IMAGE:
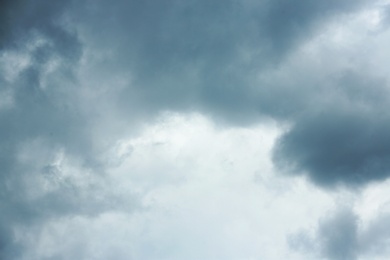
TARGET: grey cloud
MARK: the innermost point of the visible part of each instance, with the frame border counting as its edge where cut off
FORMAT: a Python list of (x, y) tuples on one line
[(338, 236), (173, 55), (45, 116), (341, 235), (342, 143), (201, 55)]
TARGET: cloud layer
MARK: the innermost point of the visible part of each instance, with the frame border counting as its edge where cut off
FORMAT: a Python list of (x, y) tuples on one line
[(79, 79)]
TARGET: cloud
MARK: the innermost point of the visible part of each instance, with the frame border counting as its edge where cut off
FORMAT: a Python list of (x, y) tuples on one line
[(80, 77)]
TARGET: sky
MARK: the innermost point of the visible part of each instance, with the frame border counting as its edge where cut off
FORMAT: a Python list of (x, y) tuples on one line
[(194, 129)]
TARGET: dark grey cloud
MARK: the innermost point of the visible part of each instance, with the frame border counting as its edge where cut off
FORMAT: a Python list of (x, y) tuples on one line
[(43, 118), (144, 57), (344, 142), (203, 56)]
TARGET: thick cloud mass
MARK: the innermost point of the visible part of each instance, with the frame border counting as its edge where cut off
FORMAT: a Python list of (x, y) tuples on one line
[(79, 77)]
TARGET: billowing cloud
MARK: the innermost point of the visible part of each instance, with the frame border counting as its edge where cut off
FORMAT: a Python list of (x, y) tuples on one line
[(79, 79)]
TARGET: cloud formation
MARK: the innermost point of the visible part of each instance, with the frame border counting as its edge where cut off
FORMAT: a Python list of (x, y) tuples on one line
[(79, 77)]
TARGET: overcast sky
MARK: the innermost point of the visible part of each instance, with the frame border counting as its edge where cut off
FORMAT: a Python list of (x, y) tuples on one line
[(194, 129)]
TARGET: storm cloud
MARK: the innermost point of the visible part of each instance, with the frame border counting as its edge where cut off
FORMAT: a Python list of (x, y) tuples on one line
[(79, 77)]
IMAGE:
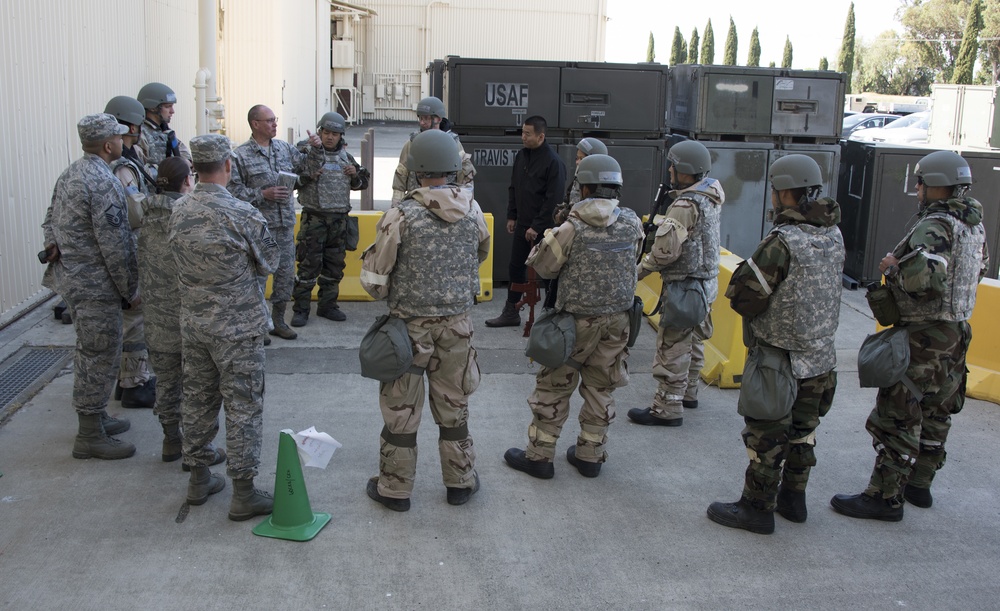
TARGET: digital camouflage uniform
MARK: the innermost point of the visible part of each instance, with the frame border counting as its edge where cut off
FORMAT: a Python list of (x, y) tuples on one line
[(425, 261), (221, 245), (135, 369), (686, 246), (788, 293), (593, 254), (161, 301), (255, 169), (323, 240), (96, 271), (941, 262), (404, 181)]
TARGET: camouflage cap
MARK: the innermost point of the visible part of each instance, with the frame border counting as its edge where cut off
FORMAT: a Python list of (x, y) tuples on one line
[(210, 148), (100, 127)]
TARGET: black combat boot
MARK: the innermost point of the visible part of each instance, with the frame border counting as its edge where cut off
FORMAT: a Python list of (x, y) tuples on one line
[(742, 515), (866, 507), (92, 442), (202, 484), (278, 318), (517, 459), (248, 501), (508, 318)]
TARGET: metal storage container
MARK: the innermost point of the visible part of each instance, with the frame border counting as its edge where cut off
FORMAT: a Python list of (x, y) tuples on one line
[(613, 98), (878, 198), (496, 96)]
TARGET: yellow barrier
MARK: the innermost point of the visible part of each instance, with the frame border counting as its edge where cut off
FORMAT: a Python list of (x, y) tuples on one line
[(350, 286), (984, 358), (725, 353)]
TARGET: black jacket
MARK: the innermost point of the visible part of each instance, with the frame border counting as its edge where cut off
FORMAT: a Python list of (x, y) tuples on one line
[(536, 187)]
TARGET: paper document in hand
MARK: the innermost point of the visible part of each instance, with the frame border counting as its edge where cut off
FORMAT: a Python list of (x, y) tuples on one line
[(315, 448)]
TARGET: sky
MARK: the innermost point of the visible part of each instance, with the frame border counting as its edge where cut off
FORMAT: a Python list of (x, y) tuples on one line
[(815, 27)]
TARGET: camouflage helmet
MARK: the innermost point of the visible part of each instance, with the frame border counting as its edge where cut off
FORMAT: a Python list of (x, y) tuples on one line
[(591, 146), (690, 157), (433, 151), (943, 169), (431, 107), (126, 110), (153, 94), (794, 172), (332, 122), (599, 169)]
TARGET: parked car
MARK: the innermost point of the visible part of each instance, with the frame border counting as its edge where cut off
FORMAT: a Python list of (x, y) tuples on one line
[(911, 129), (860, 121)]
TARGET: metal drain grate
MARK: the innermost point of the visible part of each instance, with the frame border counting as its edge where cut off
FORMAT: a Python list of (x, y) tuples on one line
[(26, 371)]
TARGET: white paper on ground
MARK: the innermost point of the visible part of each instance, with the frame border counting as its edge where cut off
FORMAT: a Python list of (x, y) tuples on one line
[(315, 448)]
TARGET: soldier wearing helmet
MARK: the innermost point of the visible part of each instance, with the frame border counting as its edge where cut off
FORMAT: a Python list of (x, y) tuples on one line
[(430, 115), (593, 255), (685, 252), (158, 141), (932, 274), (425, 262), (326, 229), (788, 294)]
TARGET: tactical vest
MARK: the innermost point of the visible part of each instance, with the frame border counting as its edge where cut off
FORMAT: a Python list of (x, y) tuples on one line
[(599, 276), (437, 265), (700, 251), (331, 192), (804, 310), (959, 296)]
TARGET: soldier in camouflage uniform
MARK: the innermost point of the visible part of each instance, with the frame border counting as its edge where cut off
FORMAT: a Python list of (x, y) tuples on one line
[(157, 140), (586, 146), (92, 265), (686, 247), (221, 245), (933, 274), (425, 261), (593, 254), (329, 174), (136, 385), (788, 294), (430, 115), (257, 163)]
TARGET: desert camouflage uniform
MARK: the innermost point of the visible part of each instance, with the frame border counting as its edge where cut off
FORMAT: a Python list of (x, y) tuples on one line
[(161, 301), (593, 254), (96, 271), (686, 246), (941, 262), (323, 238), (425, 261), (220, 246), (789, 295), (404, 181), (255, 169), (134, 370), (154, 142)]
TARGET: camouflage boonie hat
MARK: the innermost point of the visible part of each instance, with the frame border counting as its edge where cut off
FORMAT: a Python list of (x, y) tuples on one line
[(100, 127), (210, 148)]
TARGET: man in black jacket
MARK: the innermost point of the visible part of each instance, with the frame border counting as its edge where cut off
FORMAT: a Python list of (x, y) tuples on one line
[(536, 187)]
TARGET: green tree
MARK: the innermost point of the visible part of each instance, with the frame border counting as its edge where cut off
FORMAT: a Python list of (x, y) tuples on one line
[(846, 59), (678, 51), (729, 57), (966, 61), (708, 45), (753, 59)]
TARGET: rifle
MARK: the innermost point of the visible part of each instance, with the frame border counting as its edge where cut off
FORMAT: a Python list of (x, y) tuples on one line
[(529, 297)]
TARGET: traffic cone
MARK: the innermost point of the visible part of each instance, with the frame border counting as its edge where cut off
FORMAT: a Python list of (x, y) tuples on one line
[(292, 519)]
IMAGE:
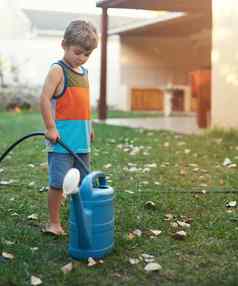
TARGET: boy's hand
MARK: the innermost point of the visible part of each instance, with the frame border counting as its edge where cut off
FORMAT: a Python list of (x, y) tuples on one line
[(92, 136), (52, 134)]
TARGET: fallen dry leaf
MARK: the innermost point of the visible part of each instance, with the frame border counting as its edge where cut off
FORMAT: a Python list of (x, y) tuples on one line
[(155, 232), (180, 235), (8, 255), (150, 205), (33, 216), (152, 267), (35, 281), (91, 262), (227, 162), (168, 217), (231, 204), (174, 224), (67, 268), (183, 224), (134, 261), (131, 236), (137, 232)]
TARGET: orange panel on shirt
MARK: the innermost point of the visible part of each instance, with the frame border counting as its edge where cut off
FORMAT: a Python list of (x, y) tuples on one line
[(73, 105)]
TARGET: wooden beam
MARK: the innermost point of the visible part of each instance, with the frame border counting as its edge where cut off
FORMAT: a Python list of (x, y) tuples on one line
[(102, 105), (106, 3)]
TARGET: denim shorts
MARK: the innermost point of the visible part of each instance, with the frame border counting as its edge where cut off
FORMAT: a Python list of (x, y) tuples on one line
[(60, 163)]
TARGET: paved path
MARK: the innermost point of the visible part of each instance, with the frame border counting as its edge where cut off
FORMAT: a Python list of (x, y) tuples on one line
[(185, 125)]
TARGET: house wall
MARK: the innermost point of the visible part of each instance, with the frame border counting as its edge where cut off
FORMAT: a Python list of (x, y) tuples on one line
[(14, 24), (225, 64), (157, 62), (35, 55)]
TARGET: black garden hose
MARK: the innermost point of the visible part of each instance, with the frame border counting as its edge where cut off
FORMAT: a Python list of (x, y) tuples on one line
[(59, 141)]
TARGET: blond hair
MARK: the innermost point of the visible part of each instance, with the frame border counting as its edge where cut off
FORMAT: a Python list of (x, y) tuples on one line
[(81, 33)]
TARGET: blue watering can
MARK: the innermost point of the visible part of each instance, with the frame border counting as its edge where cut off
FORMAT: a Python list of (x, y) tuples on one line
[(91, 222)]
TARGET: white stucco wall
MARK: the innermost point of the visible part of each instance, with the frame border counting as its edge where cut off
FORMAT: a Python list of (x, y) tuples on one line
[(35, 55), (225, 64), (13, 23)]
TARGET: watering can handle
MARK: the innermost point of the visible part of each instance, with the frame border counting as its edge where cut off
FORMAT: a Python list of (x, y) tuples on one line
[(99, 180)]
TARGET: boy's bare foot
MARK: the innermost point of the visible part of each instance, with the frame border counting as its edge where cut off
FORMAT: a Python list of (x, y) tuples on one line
[(53, 229)]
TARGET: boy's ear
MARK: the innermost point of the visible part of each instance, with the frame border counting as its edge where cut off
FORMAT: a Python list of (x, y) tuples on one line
[(63, 44)]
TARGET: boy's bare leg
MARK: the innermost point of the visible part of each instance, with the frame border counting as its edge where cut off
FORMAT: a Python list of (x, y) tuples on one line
[(55, 198)]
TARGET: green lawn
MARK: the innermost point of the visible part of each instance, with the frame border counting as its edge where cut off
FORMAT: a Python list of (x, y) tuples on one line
[(183, 166)]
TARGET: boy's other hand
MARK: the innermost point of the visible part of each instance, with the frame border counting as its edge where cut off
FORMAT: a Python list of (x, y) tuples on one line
[(52, 135)]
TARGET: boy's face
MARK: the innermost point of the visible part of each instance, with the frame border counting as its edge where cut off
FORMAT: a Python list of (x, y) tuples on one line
[(75, 55)]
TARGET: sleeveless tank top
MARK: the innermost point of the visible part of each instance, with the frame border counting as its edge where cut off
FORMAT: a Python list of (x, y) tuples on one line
[(71, 111)]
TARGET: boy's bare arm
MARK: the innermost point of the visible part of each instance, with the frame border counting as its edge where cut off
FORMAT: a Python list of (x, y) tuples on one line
[(52, 81)]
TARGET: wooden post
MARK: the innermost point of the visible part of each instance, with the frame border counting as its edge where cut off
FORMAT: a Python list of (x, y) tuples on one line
[(102, 105)]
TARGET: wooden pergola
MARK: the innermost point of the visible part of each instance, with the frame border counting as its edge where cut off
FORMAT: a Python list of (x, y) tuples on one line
[(187, 6)]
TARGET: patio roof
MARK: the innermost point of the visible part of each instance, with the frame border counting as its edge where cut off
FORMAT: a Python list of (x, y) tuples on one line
[(180, 25), (163, 5)]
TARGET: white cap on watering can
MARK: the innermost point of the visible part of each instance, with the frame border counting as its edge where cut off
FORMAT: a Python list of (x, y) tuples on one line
[(71, 182)]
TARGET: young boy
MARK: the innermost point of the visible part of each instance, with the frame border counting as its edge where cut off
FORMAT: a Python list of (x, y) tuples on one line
[(65, 109)]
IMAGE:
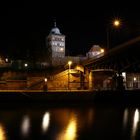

* * *

*Problem*. Format the lines from the line with "TARGET: cloud formation" to the line with "[(613, 98), (878, 198), (496, 96)]", both included, as a JSON list of strings with one string per line and blank lines omitted. Leave the pictures out of the list.

*Written reply*.
[
  "TARGET: cloud formation",
  "MARK: the innermost point of the visible part of each instance, with the frame border counting as its edge where cut off",
  "FORMAT: a Python list of (x, y) tuples on one line",
  "[(79, 77)]",
  "TARGET: overcast sky",
  "MARK: the innermost point of the visible part of each instance, with the frame border counting as its edge where cut off",
  "FORMAT: a Python list of (x, y) tuples on one line",
  "[(194, 129)]",
  "TARGET: storm cloud",
  "MARK: the innermost point of the visible part of each instance, with the frame border counting as its edge where cut off",
  "FORMAT: a Python list of (x, y) tuples on one line",
  "[(79, 77)]",
  "IMAGE:",
  "TARGET: digital camouflage uniform",
  "MARK: the innermost point of the visible part of each instance, with the frame border counting as its edge where cut off",
  "FORMAT: a Python list of (x, y) tuples on one line",
  "[(425, 261), (221, 245), (135, 369), (686, 246), (788, 293), (593, 254), (161, 301), (255, 169), (323, 240), (96, 271), (941, 262), (404, 181)]",
  "TARGET: camouflage cap",
  "MARK: the innermost point of the visible part of each instance, with the frame border counting as its edge where cut off",
  "FORMAT: a Python list of (x, y) tuples on one line",
  "[(210, 148), (100, 127)]",
  "TARGET: black combat boot",
  "MARK: the innermost point of the visible part of each instance, with the frame border counting as its edge where cut off",
  "FORMAT: a Python list of (x, y) tuples on one line",
  "[(742, 515), (866, 507), (92, 442), (202, 484), (278, 318), (517, 459), (248, 501), (508, 318)]",
  "TARGET: metal storage container",
  "MARK: the innermost point of the visible part of each instance, with the frame border counting as its edge where cut off",
  "FORMAT: a Python list of (x, y) tuples on one line",
  "[(613, 98), (878, 198), (496, 96)]"
]